FIG. 3 is a block diagram representatively illustrating data and contract methods using micro-ledgers, and may also be called a contract flow diagram.


The following example steps refer to the example contract flow diagram of FIG. 3:

    • Alice wants to sign a contract with Bob.
    • Bob creates and signs a contract offering using his DID.
    • Bob's Agent creates a new micro-ledger for his contract events.
    • The first event is an event offering that either includes a link to contract details or includes the contract details directly.
    • Alice's Agent verifies the contract offering is from Bob.
    • Alice signs the contract.
    • Alice's Agent creates a new micro-ledger for her contract events.
    • Bob's Agent receives the signature, verifies it, and writes an acknowledgement event to Bob's ledger.
    • Alice's Agent sees the signature acknowledged event.
    • Alice now sees the contract as signed using her signature.
    • Alice's Agent and Bob's Agent can now communicate about this contract automatically by appended events to their personal ledgers.
    • Alice then takes some action under the details of the contract.
    • Alice's agent records a “contract event” to her micro-ledger.
    • Bob's agent receives the data change event from Alice's ledger.
    • Bob's Agent can take any programmable actions needed in response to Alice's event including writing a universally unique reference to this event to any blockchain.


In implementations the systems and methods may join, order, and project events of multiple micro-ledgers, using shared open source software, to create shared states.


Protocols implemented by the systems and methods may allow applications (such as applications implemented by the systems and/or independent applications not implemented by the systems) to share user identity information, relationship information (e.g., memberships, roles, permissions), content (e.g., white hot memes) and more between contract parties.


In implementations JLINX actors (whether parties or agents) do not communicate directly, but instead they each emit events on many event streams which one or more other actors listen to. Other actors can react to an event by emitting their own event on a stream that the originating party (or its agent) listens to. The data streams may be facilitated by the computing elements and/or servers of the systems.
************
In the contract flow passage, what does Bob's Agent do when it receives Alice's signature? The material that comes next is from a separate source.
************
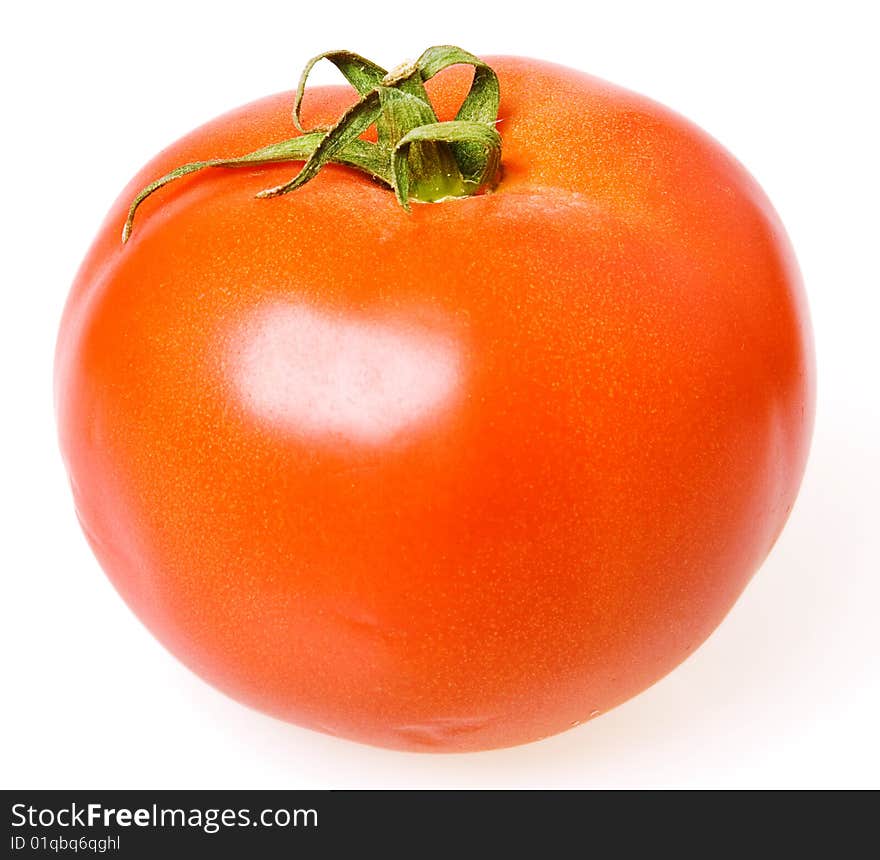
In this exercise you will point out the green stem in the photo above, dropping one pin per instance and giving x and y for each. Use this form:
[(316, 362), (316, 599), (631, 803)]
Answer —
[(416, 155)]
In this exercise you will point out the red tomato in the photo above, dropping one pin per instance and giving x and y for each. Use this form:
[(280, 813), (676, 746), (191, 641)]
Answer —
[(450, 479)]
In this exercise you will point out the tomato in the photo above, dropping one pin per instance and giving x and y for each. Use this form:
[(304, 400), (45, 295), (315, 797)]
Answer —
[(452, 478)]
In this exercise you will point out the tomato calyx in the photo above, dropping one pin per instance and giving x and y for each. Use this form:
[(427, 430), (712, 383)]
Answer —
[(415, 155)]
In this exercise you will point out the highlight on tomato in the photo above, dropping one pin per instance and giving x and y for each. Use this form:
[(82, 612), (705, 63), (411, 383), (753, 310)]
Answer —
[(472, 430)]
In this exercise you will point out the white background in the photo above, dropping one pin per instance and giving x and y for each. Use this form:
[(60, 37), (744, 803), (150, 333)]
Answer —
[(785, 693)]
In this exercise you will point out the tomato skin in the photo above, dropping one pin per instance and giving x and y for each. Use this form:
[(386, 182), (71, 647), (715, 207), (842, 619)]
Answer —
[(448, 480)]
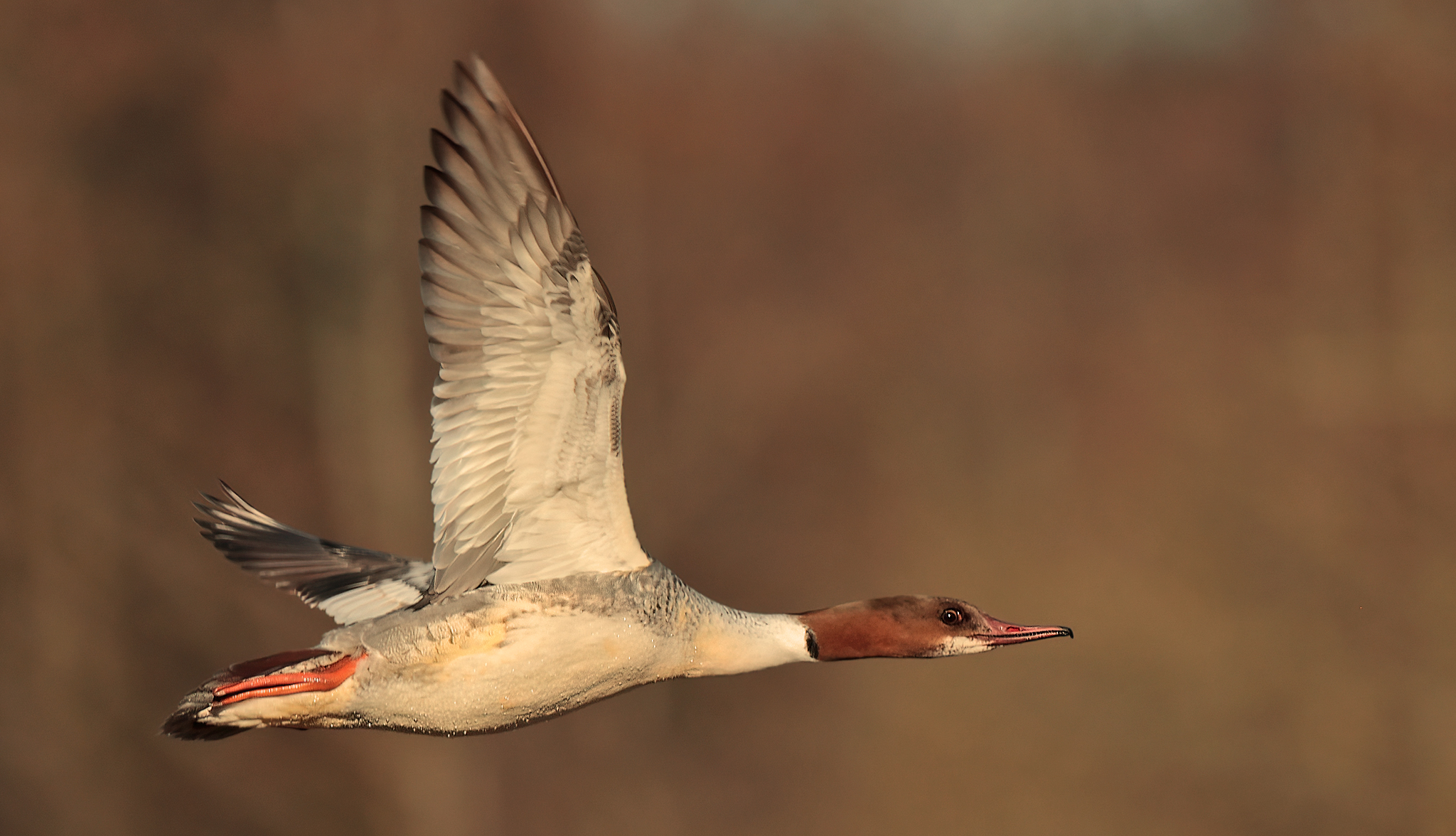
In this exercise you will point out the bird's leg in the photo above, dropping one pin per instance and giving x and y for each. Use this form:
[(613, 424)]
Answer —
[(325, 677)]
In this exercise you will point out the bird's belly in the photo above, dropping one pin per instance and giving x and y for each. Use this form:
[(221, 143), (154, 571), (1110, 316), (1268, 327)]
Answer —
[(504, 673)]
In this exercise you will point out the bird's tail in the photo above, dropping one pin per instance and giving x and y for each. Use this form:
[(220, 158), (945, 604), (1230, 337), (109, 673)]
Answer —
[(200, 715)]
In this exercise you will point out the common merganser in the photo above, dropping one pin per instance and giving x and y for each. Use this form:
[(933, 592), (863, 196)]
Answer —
[(539, 598)]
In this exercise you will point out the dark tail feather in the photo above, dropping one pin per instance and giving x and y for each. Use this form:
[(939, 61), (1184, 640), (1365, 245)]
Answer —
[(187, 722)]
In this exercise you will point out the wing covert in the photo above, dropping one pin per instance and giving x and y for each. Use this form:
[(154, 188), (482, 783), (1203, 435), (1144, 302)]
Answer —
[(528, 461)]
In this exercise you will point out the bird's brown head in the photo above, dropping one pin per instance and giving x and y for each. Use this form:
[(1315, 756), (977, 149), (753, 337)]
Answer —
[(912, 627)]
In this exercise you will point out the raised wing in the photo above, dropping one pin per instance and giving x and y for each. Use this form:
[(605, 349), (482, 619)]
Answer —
[(528, 446), (348, 583)]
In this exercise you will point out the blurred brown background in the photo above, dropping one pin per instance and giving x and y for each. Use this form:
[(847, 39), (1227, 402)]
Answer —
[(1130, 315)]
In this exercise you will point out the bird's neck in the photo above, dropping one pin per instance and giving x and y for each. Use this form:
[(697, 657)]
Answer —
[(732, 641)]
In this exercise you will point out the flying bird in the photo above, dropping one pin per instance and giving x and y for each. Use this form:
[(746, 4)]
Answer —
[(537, 599)]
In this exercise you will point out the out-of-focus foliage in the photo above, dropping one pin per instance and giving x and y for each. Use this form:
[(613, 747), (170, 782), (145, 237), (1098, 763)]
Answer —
[(1138, 316)]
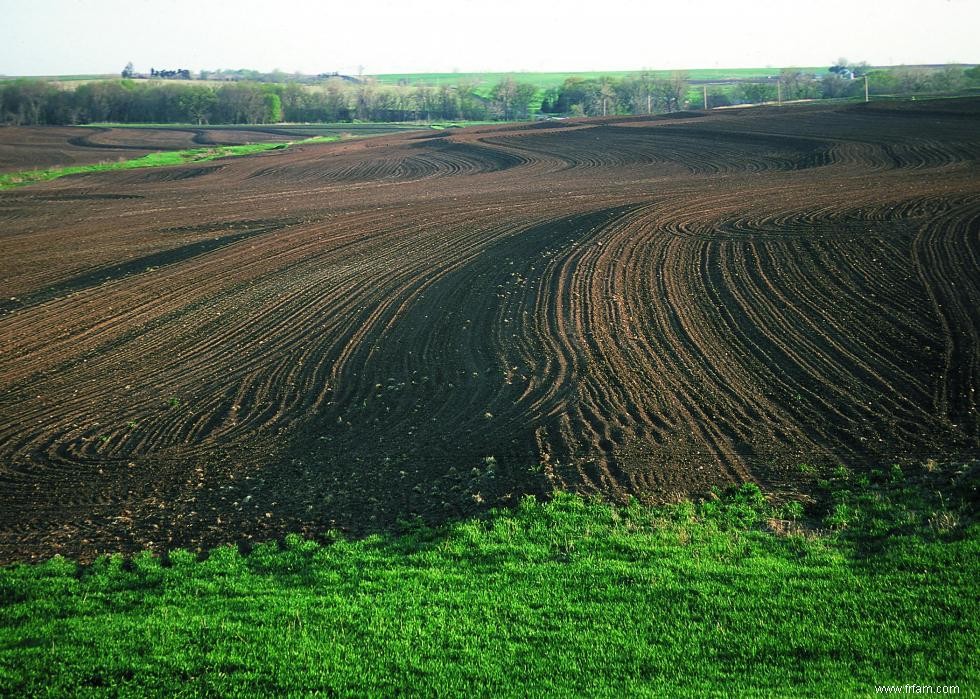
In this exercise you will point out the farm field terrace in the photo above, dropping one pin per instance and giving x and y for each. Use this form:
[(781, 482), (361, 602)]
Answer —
[(32, 148), (426, 325)]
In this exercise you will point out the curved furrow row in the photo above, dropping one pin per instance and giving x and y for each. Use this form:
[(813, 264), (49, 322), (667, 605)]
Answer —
[(946, 254), (351, 333)]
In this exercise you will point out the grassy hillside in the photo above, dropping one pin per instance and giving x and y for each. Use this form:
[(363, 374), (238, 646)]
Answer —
[(873, 584), (547, 81)]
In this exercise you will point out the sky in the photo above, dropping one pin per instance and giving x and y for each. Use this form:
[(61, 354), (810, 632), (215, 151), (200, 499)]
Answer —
[(64, 37)]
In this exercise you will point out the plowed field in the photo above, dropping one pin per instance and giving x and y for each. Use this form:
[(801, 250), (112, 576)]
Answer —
[(345, 335)]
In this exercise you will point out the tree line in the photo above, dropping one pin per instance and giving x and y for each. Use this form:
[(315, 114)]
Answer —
[(35, 102)]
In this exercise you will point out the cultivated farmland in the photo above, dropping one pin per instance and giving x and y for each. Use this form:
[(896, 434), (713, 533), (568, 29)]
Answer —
[(345, 335)]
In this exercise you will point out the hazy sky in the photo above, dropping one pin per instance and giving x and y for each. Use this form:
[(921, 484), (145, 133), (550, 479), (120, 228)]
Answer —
[(39, 37)]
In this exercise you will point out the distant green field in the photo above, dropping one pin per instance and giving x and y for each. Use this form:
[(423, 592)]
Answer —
[(874, 584), (324, 129), (546, 81), (161, 159)]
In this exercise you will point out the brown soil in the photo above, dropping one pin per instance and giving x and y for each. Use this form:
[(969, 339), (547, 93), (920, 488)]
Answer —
[(349, 334)]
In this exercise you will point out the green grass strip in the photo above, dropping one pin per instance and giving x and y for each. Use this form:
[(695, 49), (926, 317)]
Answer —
[(876, 584), (161, 159)]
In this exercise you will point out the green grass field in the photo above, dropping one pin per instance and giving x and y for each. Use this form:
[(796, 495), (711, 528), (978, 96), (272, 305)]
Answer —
[(546, 81), (875, 583), (161, 159)]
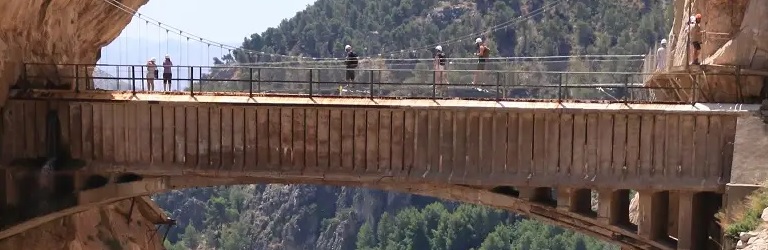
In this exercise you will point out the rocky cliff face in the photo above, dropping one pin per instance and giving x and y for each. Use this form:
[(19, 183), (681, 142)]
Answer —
[(736, 34), (101, 228), (55, 32)]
************
§ **RESULT FOR THIS EXERCISE**
It verifies the signature and writes an acknowledgement event to Bob's ledger.